Collected data entries:

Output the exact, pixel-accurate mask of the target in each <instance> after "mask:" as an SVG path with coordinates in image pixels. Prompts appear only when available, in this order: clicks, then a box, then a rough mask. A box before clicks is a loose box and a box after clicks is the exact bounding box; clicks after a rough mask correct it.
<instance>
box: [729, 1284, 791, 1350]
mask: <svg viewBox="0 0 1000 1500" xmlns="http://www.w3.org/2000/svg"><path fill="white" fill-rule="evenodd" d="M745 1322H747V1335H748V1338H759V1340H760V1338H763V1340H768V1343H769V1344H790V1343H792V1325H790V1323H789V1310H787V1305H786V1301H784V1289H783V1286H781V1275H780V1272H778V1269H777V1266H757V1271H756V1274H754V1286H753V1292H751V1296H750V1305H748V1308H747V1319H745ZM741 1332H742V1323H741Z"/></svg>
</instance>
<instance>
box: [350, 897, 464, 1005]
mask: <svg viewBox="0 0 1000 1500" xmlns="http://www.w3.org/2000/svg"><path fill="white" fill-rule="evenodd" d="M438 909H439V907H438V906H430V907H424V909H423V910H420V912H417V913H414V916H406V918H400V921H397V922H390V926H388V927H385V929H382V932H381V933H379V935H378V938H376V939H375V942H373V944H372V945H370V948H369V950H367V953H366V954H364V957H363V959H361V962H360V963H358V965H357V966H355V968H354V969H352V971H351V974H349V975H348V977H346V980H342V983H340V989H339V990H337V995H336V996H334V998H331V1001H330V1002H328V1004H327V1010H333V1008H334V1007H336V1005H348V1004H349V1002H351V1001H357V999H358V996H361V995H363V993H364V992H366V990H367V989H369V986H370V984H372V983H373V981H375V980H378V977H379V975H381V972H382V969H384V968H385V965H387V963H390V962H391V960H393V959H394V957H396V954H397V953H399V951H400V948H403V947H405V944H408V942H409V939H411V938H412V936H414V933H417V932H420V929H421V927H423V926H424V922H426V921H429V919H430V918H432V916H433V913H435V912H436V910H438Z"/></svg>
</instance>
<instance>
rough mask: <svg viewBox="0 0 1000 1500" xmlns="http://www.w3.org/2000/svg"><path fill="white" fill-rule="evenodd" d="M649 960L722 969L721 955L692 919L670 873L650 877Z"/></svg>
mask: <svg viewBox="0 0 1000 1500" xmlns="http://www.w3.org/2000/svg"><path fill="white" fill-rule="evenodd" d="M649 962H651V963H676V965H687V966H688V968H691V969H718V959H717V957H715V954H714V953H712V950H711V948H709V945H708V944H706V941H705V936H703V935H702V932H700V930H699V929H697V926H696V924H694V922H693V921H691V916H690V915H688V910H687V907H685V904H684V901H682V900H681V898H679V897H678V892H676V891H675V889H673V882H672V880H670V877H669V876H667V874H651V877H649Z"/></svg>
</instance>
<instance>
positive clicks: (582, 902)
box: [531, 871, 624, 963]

* YOUR ASSIGNMENT:
Within the entries above, find every line where the string "clicks" occurs, and copy it.

* THE COMPLETED TASK:
Output the exact, pixel-accurate mask of the target in each <instance> after "mask:" as an SVG path with coordinates in image pixels. Prompts appear only when available, in this order: clicks, then a box, then a rough mask. A box before clicks is a loose box and a box after clicks is the exact bounding box; clicks after a rough mask correct it.
positive clicks: (582, 902)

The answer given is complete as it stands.